**EXERCISE INSTRUCTIONS**
Please pick out every line of the entries below that contains the word "head" and copy each of those lines in full.
_ _ _ _ _
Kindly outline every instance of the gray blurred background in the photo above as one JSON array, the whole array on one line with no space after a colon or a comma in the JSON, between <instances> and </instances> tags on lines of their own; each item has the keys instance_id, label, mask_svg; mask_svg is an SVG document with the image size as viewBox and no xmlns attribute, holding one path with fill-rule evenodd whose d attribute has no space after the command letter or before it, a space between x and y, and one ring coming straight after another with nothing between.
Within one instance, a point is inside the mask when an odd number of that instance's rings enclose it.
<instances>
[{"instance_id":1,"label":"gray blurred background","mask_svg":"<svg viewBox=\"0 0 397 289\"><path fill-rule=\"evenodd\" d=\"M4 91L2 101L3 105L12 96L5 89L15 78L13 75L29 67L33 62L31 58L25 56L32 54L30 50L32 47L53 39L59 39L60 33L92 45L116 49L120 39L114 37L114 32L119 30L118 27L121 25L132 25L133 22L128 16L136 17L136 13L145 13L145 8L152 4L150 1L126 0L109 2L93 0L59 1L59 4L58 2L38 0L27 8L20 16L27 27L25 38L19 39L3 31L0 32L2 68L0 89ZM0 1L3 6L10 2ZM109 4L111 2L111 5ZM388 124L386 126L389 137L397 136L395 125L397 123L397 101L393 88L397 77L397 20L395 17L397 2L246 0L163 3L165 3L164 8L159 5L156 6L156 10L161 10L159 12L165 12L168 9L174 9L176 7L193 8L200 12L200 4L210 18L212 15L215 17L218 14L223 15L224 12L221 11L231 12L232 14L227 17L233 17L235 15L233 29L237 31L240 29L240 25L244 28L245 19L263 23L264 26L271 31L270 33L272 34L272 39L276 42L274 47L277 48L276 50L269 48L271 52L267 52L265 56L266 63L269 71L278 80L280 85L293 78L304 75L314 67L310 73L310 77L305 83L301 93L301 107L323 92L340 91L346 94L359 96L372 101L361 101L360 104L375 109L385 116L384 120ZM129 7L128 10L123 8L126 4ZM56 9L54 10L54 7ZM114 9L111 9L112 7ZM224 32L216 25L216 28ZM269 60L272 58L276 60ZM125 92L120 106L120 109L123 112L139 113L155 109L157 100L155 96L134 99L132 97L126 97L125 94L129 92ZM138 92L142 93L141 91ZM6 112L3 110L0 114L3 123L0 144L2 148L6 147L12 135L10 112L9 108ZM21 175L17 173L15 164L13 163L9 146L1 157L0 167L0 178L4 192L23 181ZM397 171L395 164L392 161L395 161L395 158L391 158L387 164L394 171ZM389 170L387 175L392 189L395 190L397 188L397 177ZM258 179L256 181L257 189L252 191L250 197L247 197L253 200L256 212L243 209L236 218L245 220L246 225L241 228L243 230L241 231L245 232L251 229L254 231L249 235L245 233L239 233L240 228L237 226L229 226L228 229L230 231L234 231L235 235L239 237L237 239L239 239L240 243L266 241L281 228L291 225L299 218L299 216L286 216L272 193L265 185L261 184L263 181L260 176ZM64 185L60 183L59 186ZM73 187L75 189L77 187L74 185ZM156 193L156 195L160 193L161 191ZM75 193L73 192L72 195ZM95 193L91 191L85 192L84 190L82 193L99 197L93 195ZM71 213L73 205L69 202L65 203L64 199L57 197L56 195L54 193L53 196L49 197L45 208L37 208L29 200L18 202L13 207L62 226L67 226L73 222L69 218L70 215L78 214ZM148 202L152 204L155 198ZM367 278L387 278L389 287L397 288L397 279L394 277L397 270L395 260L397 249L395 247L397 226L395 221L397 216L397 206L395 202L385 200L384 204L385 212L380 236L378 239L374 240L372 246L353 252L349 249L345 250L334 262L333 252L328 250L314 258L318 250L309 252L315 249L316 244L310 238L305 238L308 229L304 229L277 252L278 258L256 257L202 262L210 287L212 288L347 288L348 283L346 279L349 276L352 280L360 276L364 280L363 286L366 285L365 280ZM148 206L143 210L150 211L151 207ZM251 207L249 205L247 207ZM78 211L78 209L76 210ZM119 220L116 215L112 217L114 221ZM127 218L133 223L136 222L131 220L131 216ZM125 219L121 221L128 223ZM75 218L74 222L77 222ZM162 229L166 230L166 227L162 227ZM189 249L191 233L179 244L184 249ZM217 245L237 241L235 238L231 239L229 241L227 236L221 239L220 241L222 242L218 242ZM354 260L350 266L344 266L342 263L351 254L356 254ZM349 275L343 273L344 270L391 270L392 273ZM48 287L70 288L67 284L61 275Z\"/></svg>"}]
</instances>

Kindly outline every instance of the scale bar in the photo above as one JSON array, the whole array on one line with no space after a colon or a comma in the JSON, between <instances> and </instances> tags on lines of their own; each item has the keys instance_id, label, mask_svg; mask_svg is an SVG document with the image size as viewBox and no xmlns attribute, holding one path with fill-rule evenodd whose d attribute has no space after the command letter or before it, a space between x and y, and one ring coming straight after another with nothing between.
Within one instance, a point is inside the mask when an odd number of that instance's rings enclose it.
_ _ _ _ _
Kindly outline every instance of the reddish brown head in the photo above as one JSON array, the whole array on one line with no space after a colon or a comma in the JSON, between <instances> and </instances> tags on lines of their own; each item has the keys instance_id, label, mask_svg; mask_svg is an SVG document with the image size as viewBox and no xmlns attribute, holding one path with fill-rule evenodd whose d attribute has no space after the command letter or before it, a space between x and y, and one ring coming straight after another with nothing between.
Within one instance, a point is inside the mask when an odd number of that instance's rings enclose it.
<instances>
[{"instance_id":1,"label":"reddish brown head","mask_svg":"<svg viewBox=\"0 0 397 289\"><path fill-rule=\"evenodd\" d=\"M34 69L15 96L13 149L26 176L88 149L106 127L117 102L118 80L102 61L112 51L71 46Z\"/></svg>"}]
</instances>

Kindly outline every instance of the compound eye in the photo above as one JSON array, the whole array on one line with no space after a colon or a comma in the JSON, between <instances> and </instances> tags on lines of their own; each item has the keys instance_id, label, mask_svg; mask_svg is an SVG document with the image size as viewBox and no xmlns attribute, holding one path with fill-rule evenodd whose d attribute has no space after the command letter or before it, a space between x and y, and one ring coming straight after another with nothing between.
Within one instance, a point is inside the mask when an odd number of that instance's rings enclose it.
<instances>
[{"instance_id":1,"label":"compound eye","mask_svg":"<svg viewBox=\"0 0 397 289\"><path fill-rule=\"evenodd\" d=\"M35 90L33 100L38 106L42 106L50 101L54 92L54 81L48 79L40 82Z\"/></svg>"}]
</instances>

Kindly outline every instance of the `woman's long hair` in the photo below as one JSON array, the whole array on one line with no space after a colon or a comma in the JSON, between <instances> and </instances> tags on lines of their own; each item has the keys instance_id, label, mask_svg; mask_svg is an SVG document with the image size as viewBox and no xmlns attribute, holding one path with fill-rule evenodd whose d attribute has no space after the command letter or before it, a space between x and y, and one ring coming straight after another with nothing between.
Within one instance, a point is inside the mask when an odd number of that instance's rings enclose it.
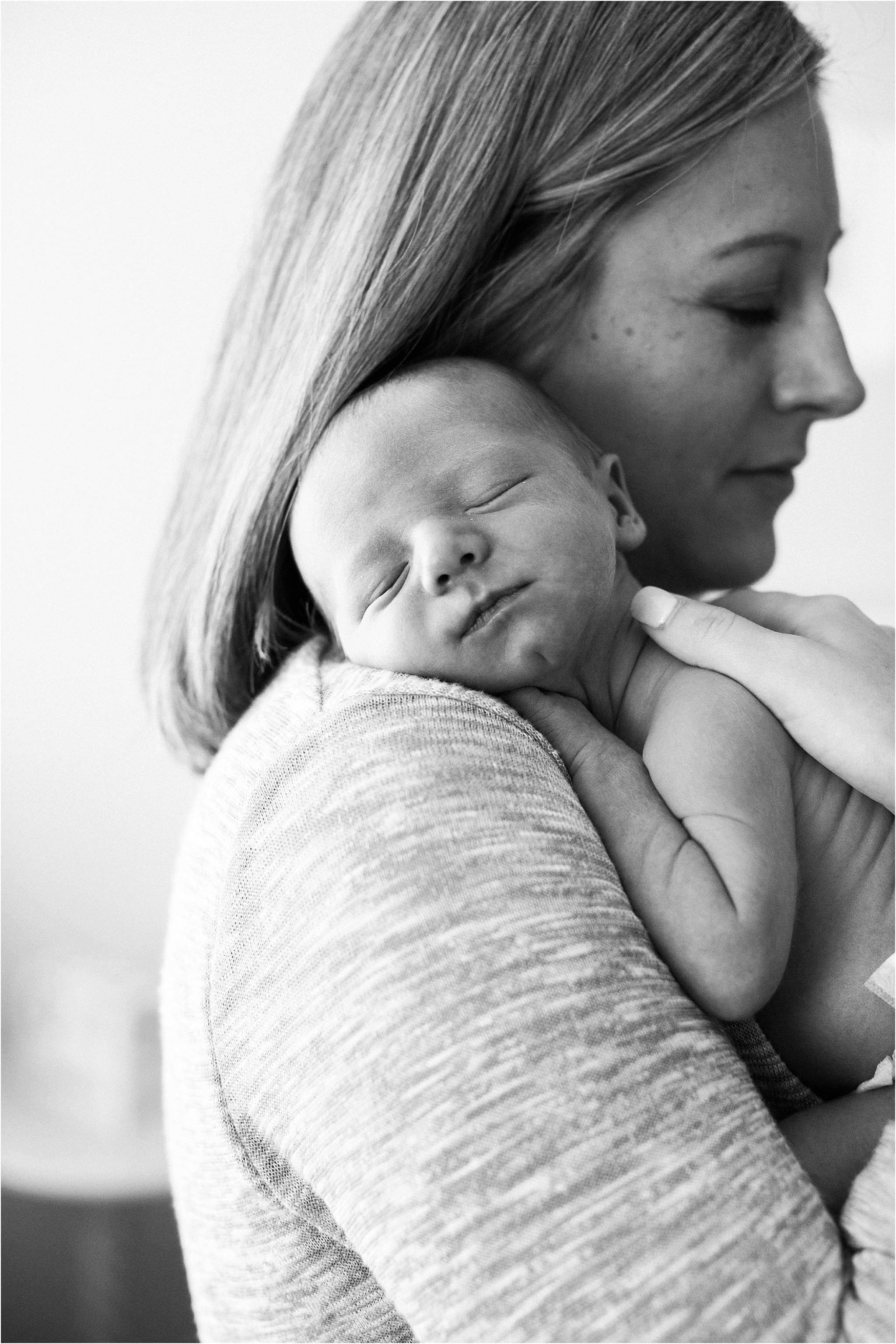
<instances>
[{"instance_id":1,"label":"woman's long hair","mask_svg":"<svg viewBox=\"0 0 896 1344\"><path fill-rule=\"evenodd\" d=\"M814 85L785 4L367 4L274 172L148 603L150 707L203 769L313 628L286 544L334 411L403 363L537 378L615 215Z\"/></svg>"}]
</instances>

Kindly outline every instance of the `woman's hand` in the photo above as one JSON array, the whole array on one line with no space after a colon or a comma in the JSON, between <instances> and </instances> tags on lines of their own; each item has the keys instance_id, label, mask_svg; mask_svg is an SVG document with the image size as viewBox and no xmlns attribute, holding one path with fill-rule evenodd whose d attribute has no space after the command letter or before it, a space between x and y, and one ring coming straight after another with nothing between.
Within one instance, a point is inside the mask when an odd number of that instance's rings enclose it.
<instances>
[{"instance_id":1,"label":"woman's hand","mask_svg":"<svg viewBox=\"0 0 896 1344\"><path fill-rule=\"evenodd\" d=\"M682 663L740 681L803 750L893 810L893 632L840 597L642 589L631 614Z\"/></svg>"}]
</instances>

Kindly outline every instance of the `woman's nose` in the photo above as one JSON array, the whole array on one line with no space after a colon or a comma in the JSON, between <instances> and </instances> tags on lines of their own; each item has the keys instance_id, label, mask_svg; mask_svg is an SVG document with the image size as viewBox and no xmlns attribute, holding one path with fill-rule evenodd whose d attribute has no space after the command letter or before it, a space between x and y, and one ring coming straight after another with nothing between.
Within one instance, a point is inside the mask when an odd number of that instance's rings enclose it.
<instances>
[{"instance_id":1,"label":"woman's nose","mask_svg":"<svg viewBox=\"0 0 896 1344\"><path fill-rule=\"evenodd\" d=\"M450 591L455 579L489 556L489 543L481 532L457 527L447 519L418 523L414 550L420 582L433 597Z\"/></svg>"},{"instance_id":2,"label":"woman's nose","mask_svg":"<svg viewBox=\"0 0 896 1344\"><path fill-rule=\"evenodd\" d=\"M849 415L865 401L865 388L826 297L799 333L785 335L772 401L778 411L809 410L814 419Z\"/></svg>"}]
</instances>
_ _ _ _ _
**COMPLETE ANSWER**
Kindly outline every instance of the reddish brown head in the photo above as one JSON array, the whole array on one line with no space after a colon or a comma in the JSON, between <instances> and </instances> tags on lines of their own; each item has the keys instance_id, label, mask_svg; mask_svg is an SVG document with the image size as viewBox and no xmlns attribute, holding one path with fill-rule evenodd whose d attribute has no space after the command letter or before it, a space between x and y, and one ring coming straight after another with nothing between.
[{"instance_id":1,"label":"reddish brown head","mask_svg":"<svg viewBox=\"0 0 397 289\"><path fill-rule=\"evenodd\" d=\"M34 69L15 96L13 149L26 176L88 149L106 127L117 102L118 80L102 61L112 51L71 46Z\"/></svg>"}]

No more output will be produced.